## What is being asked
Find every line in the rows below that contains the word "house", and copy each of those lines in full.

## Material for this task
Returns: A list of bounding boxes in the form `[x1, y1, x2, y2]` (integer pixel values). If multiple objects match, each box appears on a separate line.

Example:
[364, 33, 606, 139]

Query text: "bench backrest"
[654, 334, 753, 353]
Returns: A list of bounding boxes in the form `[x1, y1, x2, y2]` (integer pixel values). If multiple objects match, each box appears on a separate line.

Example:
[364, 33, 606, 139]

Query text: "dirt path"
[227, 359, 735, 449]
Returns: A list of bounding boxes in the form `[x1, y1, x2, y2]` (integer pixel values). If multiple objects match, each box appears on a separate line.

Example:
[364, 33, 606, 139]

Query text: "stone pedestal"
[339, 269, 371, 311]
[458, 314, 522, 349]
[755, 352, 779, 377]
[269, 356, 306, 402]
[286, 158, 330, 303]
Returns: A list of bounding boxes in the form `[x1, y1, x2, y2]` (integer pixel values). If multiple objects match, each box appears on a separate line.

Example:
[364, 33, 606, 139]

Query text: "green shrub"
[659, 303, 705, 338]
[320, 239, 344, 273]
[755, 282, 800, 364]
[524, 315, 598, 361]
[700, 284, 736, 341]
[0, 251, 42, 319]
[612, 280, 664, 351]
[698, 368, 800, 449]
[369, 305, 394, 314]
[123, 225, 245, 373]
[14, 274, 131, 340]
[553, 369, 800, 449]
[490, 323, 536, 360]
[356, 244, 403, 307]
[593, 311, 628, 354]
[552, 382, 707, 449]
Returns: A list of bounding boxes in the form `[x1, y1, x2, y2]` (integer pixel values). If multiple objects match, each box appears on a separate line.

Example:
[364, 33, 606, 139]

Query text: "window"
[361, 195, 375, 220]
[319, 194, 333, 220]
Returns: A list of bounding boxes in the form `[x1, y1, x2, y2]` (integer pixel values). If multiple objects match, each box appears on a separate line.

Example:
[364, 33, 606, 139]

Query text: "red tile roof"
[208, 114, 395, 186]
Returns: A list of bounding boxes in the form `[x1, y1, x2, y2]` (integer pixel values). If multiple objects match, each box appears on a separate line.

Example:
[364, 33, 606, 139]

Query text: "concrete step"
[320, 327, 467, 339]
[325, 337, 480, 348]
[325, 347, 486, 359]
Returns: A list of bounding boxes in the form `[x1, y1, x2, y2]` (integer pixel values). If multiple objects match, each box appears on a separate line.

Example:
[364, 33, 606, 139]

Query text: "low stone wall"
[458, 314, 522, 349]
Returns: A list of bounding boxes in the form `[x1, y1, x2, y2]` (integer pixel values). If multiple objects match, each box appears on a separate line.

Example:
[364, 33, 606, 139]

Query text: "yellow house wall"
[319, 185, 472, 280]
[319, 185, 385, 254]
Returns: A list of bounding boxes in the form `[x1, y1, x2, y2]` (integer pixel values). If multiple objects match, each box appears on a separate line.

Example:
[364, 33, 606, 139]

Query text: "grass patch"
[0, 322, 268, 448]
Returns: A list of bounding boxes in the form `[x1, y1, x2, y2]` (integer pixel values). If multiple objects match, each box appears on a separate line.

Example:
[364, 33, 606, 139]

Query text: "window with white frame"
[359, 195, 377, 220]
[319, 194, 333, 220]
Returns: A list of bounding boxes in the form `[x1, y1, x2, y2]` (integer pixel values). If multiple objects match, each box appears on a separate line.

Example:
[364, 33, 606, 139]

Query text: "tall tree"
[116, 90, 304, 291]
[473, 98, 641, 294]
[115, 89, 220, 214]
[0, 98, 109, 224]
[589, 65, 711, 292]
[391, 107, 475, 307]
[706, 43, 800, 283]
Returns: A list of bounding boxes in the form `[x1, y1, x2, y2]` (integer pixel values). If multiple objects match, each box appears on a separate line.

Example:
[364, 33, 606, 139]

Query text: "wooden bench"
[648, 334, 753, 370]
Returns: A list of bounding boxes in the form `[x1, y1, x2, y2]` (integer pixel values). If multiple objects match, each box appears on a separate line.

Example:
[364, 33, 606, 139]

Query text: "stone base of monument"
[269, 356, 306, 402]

...

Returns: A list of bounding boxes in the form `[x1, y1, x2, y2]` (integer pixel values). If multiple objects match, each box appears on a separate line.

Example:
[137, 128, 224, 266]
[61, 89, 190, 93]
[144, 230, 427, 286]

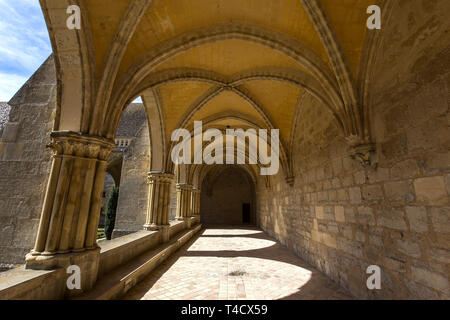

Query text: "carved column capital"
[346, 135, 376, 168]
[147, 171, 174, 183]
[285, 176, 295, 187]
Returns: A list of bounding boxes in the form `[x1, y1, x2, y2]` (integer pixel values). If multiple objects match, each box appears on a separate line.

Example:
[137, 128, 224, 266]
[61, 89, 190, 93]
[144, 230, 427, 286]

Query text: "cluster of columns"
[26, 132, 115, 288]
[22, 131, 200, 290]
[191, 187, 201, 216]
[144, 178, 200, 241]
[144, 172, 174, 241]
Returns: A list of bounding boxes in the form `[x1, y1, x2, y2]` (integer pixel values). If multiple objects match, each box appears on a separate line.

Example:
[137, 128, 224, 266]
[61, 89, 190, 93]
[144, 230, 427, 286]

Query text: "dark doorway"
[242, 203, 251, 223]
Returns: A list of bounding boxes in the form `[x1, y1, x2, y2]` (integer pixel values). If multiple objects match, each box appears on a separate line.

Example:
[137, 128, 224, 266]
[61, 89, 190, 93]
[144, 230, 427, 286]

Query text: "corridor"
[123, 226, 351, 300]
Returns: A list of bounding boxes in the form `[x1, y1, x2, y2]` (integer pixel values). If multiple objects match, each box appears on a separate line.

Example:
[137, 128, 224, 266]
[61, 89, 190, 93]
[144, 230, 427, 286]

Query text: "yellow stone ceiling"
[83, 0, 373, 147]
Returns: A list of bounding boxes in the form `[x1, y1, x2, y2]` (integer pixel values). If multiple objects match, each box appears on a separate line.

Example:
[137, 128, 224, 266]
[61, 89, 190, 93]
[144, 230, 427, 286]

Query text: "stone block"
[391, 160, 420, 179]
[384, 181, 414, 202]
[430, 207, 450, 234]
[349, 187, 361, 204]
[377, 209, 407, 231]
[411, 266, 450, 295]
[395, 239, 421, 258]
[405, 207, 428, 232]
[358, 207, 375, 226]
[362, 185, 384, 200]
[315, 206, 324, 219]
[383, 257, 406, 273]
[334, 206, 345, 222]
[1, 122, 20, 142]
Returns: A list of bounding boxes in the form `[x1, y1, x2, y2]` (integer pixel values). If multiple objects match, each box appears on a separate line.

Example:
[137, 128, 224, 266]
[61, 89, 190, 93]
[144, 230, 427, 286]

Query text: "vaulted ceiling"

--

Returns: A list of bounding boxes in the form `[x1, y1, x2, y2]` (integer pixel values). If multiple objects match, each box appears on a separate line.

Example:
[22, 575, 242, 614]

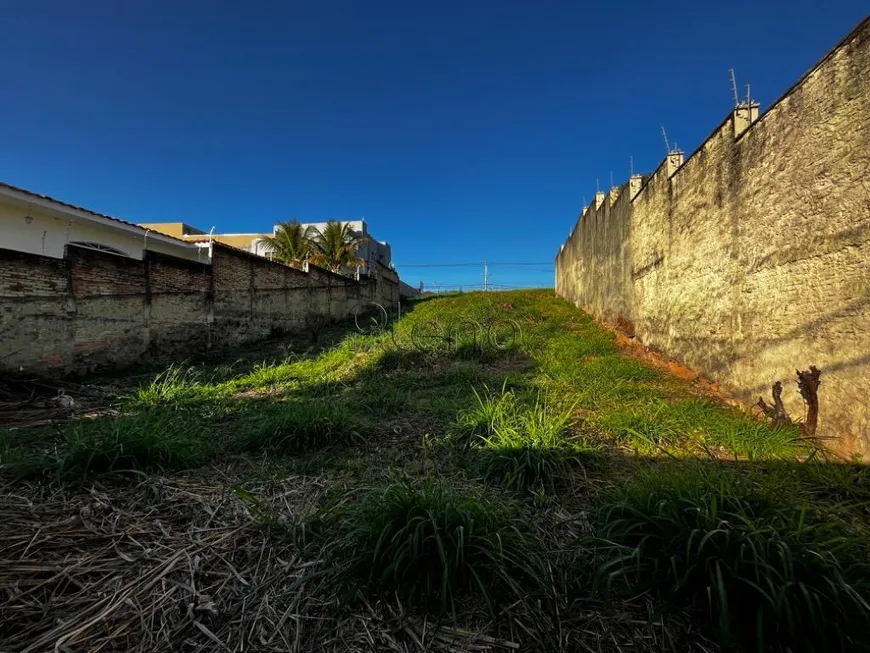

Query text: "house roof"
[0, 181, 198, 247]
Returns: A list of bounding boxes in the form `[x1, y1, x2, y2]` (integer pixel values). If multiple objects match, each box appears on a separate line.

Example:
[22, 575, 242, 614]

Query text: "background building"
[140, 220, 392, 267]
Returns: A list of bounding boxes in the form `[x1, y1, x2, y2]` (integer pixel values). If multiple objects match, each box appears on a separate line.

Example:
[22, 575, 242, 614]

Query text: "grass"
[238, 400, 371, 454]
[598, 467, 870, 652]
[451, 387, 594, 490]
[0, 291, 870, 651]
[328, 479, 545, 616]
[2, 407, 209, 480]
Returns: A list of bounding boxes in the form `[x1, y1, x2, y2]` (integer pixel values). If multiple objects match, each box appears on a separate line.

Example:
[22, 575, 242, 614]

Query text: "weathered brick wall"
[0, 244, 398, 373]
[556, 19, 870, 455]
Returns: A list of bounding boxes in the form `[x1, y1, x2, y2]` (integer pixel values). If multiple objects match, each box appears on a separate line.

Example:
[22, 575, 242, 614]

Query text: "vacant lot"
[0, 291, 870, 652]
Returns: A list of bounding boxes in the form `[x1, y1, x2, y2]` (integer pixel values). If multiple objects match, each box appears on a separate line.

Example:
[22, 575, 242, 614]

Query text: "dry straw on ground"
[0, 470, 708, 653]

## Expected output
Query text: "yellow house wall"
Query text: "house roof"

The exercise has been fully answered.